◆ Task requirements
Copy out every line from the items below that contains the string "paved".

%%

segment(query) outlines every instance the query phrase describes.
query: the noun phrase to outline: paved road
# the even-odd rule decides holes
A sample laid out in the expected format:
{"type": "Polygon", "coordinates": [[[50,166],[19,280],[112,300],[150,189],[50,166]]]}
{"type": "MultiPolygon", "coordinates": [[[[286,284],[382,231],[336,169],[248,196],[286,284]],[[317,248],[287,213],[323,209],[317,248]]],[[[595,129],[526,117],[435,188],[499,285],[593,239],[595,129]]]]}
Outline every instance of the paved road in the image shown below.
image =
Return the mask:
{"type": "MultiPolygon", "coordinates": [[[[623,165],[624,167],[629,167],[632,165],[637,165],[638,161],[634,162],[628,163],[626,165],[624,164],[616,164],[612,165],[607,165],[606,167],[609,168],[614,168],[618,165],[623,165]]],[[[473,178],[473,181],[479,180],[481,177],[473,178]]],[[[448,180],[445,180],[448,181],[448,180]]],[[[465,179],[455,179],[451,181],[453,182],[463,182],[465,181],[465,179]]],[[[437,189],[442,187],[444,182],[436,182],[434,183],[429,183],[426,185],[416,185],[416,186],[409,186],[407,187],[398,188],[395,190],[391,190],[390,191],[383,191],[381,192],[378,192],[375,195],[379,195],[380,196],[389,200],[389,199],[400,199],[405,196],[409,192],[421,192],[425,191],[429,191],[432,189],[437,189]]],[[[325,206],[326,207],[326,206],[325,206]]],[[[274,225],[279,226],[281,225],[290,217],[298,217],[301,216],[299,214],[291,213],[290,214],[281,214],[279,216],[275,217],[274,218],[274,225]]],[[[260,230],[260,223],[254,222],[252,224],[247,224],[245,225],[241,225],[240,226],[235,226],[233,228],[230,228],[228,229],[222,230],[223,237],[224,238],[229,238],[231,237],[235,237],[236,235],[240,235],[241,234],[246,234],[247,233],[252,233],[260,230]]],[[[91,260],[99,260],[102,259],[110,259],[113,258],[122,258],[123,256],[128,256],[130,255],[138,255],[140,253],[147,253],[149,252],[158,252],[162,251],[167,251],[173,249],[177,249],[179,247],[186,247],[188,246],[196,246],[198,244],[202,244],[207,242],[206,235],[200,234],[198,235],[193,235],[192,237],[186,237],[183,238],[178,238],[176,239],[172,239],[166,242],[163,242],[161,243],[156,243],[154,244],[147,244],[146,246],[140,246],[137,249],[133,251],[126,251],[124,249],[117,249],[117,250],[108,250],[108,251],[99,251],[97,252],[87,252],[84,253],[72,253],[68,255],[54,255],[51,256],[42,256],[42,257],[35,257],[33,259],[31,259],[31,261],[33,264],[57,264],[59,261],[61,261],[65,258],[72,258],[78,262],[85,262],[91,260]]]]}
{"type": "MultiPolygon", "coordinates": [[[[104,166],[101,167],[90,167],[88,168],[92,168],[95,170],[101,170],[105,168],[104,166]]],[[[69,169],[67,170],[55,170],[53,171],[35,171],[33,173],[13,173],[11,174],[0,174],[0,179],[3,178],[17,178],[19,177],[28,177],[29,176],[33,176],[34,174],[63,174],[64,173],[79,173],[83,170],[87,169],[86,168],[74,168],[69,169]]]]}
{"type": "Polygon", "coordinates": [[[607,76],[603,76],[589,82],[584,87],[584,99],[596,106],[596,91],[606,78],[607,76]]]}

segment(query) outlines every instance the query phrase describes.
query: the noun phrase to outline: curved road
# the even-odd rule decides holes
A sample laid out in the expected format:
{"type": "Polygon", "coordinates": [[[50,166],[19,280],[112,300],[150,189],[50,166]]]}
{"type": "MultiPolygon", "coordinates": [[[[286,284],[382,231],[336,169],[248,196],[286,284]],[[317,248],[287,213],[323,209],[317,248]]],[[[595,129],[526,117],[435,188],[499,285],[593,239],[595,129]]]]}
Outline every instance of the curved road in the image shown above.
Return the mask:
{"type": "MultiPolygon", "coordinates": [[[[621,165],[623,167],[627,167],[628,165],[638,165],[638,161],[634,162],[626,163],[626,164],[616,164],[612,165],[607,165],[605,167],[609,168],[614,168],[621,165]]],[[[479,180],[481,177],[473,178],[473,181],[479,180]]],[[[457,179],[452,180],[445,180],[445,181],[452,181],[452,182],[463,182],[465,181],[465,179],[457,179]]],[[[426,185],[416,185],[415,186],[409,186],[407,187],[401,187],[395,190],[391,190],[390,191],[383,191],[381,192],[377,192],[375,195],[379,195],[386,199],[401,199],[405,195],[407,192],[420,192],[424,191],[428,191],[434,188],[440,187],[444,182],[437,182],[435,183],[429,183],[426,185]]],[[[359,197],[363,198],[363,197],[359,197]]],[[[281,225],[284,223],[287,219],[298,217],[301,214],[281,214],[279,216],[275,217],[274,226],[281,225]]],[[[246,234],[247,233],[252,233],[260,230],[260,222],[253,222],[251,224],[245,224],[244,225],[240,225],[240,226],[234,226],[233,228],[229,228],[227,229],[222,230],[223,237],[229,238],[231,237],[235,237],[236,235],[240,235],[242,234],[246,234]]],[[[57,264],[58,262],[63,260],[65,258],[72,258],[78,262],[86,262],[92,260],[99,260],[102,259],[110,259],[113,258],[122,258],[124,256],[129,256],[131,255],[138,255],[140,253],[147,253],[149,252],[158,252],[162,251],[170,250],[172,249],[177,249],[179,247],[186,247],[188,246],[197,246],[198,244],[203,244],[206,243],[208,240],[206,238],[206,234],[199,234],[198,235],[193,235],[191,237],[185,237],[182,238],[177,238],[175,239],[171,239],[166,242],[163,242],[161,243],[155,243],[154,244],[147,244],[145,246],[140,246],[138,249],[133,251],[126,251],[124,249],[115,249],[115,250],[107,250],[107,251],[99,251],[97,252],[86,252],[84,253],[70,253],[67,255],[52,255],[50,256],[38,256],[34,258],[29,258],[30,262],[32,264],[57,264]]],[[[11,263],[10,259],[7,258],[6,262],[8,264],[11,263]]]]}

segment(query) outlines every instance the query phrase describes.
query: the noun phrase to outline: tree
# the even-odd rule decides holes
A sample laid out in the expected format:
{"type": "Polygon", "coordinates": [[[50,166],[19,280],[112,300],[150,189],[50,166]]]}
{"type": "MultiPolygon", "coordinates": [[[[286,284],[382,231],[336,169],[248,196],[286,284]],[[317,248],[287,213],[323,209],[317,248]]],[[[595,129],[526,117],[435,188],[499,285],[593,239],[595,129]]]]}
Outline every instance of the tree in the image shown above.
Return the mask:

%%

◆ Complete answer
query: the noun phrase to outline: paved road
Outline every instance of the paved road in the image shown below.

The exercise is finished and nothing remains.